Exercise requirements: Begin your copy at the line that contains "Mark the bark" and carry it on, exactly, to the last line of the material below.

Data shown:
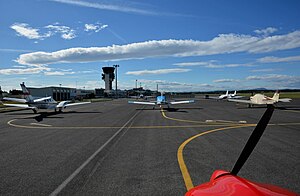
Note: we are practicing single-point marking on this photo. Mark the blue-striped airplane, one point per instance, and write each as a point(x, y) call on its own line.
point(161, 100)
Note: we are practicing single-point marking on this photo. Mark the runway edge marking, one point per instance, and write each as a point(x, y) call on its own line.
point(183, 168)
point(81, 167)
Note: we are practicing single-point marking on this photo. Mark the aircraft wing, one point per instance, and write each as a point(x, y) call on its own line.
point(20, 106)
point(181, 102)
point(285, 100)
point(236, 97)
point(15, 99)
point(241, 101)
point(79, 103)
point(64, 104)
point(41, 99)
point(141, 102)
point(209, 97)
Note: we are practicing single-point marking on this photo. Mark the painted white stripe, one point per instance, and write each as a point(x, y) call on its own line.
point(40, 124)
point(78, 170)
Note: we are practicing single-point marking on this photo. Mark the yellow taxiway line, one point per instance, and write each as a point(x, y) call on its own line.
point(185, 173)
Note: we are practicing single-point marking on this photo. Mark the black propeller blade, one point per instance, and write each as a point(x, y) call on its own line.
point(253, 139)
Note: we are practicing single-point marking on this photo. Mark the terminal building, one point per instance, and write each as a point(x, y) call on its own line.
point(108, 76)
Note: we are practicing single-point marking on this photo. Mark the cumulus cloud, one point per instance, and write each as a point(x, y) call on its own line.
point(156, 72)
point(266, 31)
point(222, 44)
point(66, 32)
point(94, 27)
point(272, 59)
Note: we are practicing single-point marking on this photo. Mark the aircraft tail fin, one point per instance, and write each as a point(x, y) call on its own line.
point(276, 96)
point(26, 93)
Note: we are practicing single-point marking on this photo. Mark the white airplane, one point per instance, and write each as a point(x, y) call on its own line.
point(234, 96)
point(41, 103)
point(227, 96)
point(141, 96)
point(161, 100)
point(260, 99)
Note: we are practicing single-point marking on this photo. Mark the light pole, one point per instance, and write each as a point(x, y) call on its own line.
point(59, 92)
point(116, 66)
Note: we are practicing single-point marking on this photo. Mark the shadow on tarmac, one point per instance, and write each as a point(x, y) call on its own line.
point(41, 115)
point(171, 109)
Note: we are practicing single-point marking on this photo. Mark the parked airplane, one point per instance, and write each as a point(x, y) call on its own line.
point(227, 96)
point(141, 96)
point(260, 99)
point(228, 183)
point(161, 100)
point(40, 103)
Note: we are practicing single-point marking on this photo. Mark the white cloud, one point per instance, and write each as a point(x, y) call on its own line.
point(28, 70)
point(225, 80)
point(225, 43)
point(263, 70)
point(272, 59)
point(14, 50)
point(156, 72)
point(94, 27)
point(266, 31)
point(25, 30)
point(66, 32)
point(102, 6)
point(211, 64)
point(57, 73)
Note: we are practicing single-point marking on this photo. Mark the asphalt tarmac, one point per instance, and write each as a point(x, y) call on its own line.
point(114, 148)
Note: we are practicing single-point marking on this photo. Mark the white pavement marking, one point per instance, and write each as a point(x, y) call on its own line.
point(40, 124)
point(78, 170)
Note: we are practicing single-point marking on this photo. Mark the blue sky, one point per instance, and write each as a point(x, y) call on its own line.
point(180, 45)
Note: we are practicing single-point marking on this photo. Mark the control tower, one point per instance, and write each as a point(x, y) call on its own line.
point(108, 76)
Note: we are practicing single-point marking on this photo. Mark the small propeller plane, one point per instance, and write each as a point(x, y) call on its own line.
point(40, 103)
point(260, 99)
point(228, 183)
point(161, 100)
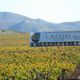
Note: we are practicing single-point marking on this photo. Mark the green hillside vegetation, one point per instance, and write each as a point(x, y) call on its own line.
point(18, 61)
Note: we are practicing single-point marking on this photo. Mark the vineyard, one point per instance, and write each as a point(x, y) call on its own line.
point(18, 61)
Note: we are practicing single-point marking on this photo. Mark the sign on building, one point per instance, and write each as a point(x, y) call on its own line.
point(62, 38)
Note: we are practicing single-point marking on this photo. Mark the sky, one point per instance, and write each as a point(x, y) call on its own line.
point(55, 11)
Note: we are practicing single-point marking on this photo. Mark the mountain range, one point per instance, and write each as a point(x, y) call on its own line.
point(20, 23)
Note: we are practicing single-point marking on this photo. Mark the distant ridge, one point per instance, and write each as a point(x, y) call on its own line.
point(19, 23)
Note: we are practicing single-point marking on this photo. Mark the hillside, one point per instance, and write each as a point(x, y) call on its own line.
point(20, 23)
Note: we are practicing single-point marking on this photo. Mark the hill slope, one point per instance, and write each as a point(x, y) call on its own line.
point(16, 22)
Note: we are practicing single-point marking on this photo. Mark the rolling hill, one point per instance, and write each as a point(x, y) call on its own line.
point(19, 23)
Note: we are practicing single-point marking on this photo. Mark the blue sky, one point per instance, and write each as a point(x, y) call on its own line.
point(55, 11)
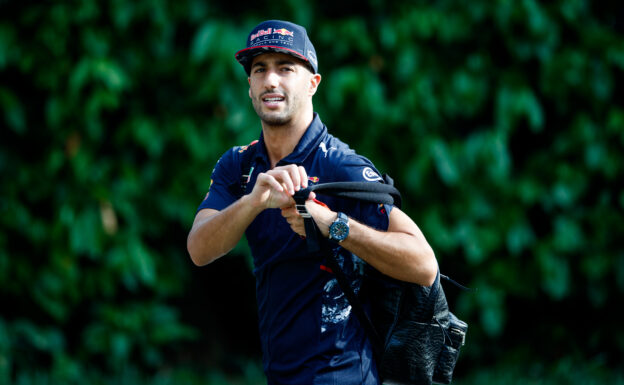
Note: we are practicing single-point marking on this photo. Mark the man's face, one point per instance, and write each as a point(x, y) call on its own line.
point(279, 86)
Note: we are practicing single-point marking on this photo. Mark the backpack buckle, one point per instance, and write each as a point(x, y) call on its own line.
point(303, 211)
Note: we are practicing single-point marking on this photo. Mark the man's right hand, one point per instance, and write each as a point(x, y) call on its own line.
point(275, 188)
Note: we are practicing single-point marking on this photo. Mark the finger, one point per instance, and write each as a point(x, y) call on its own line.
point(295, 176)
point(304, 176)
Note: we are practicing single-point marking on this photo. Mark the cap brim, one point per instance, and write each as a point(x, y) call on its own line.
point(246, 55)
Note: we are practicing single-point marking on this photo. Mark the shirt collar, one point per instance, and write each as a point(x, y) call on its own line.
point(310, 140)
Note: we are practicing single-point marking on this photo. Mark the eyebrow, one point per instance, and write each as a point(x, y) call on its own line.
point(261, 63)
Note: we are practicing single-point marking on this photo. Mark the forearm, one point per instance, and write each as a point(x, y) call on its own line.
point(401, 252)
point(399, 255)
point(215, 233)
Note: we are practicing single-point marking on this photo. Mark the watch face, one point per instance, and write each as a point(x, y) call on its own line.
point(339, 231)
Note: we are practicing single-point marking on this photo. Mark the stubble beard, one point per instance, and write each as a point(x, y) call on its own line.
point(272, 117)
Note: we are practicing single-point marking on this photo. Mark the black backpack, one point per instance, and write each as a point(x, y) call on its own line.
point(415, 338)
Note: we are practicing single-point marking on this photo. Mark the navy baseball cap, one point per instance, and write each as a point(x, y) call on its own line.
point(278, 36)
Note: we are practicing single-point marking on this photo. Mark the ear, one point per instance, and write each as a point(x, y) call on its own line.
point(315, 80)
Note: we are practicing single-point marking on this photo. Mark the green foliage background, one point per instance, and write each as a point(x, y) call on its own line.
point(501, 121)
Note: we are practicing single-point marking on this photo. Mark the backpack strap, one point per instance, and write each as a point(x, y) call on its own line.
point(239, 188)
point(366, 191)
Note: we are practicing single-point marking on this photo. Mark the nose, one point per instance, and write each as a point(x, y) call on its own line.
point(272, 79)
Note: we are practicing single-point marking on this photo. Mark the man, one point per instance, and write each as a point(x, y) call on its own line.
point(308, 332)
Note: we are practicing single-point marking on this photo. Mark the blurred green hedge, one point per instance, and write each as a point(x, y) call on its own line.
point(501, 122)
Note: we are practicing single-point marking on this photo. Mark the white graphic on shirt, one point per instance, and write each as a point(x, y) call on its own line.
point(335, 306)
point(323, 147)
point(370, 175)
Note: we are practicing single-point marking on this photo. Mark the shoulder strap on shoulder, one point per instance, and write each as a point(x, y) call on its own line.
point(247, 155)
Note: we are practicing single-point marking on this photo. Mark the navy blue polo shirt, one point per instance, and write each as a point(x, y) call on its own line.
point(309, 335)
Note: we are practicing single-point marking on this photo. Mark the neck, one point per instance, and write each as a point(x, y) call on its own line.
point(280, 141)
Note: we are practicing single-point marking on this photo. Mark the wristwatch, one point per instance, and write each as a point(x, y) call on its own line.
point(339, 229)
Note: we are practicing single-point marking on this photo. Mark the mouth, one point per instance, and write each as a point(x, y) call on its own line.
point(273, 100)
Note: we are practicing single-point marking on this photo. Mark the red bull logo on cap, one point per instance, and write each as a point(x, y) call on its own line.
point(284, 32)
point(270, 31)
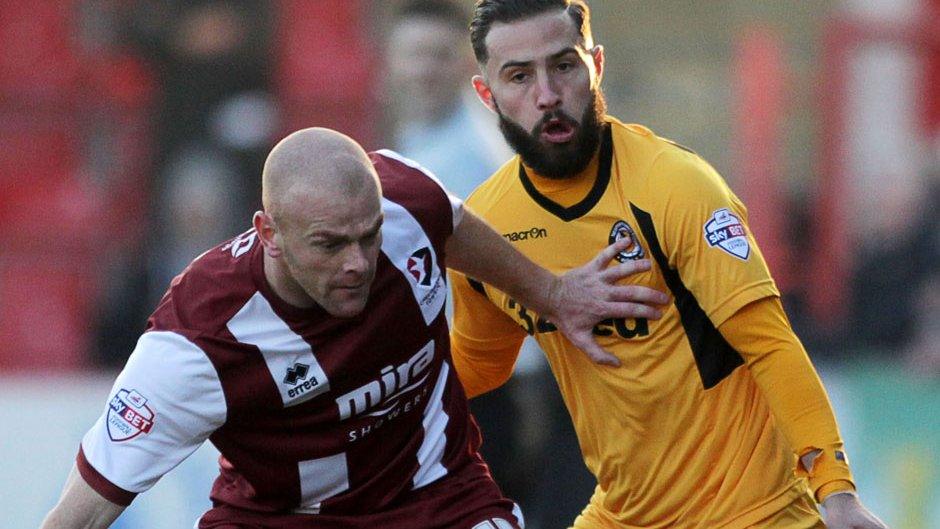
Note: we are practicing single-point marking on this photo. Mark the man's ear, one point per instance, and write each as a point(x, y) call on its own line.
point(483, 92)
point(597, 54)
point(267, 232)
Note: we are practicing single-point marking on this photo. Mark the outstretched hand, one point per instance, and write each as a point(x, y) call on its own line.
point(587, 295)
point(845, 511)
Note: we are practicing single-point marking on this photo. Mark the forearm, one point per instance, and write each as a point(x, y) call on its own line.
point(80, 507)
point(481, 253)
point(787, 379)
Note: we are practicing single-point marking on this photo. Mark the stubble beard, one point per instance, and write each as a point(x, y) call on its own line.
point(558, 161)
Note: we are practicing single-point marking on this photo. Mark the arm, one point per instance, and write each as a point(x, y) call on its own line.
point(574, 302)
point(81, 507)
point(783, 372)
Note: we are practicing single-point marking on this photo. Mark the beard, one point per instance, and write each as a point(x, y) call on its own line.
point(558, 161)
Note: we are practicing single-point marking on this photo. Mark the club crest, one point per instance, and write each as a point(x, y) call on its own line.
point(419, 266)
point(622, 230)
point(725, 231)
point(128, 416)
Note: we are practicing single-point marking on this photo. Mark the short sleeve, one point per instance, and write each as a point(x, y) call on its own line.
point(706, 237)
point(485, 342)
point(456, 204)
point(163, 406)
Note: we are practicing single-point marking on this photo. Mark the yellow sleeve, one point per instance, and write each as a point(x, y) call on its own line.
point(761, 333)
point(484, 341)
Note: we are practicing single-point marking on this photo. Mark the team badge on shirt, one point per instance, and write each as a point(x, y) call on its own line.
point(128, 416)
point(420, 266)
point(725, 231)
point(622, 230)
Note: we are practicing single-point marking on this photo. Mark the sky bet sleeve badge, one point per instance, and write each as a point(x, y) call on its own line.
point(725, 231)
point(128, 416)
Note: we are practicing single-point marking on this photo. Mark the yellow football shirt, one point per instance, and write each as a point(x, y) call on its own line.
point(679, 435)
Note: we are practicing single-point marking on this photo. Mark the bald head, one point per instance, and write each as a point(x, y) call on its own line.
point(315, 164)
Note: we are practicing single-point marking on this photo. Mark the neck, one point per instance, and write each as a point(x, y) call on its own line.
point(281, 282)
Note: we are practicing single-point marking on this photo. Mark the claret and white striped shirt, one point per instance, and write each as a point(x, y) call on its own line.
point(311, 413)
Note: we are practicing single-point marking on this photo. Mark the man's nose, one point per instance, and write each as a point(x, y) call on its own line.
point(355, 259)
point(548, 97)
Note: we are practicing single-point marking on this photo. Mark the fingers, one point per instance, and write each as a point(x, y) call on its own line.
point(637, 294)
point(632, 310)
point(586, 343)
point(607, 254)
point(615, 273)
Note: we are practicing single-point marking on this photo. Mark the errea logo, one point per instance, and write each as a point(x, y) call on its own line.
point(297, 373)
point(241, 244)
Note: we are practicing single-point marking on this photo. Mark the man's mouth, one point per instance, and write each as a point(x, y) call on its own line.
point(557, 131)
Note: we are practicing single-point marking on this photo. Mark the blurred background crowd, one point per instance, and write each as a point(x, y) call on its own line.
point(133, 134)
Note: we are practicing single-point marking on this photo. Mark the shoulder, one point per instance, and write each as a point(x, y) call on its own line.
point(668, 170)
point(501, 185)
point(212, 289)
point(403, 177)
point(409, 187)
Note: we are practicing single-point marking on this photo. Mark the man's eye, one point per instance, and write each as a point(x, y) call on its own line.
point(518, 77)
point(329, 245)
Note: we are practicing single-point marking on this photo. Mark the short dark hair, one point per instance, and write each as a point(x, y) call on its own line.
point(488, 12)
point(443, 10)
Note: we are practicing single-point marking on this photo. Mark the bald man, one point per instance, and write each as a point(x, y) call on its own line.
point(313, 352)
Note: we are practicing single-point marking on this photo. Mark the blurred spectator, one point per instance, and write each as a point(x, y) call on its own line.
point(214, 121)
point(438, 122)
point(924, 347)
point(895, 267)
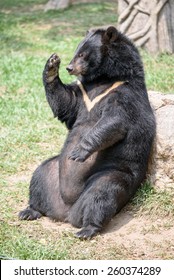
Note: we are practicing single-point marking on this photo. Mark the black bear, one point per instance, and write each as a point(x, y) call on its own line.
point(111, 129)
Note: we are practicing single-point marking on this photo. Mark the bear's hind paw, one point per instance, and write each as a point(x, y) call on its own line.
point(87, 232)
point(29, 214)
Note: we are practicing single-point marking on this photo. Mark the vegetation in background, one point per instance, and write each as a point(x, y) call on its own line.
point(28, 132)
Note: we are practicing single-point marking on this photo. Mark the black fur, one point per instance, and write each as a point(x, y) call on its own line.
point(105, 156)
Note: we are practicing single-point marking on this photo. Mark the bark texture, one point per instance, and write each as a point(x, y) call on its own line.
point(149, 24)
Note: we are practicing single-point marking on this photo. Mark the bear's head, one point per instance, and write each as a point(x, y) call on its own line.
point(106, 53)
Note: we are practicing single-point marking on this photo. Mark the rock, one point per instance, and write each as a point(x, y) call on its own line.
point(161, 166)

Result for this exercise:
Note: we are practicing single-point marking on this photo. Mark the bark texture, one point per instance, and write each as a point(x, y) call on its own line.
point(149, 24)
Note: we are practicing single-point marking on this photo. Mark the bear's head, one point per instance, and write each as a point(x, y) call on its own line.
point(106, 53)
Note: we are practicing single-point marking on this photo. Mark the rock, one point per instance, and write each as a point(x, y) call on its own line.
point(161, 166)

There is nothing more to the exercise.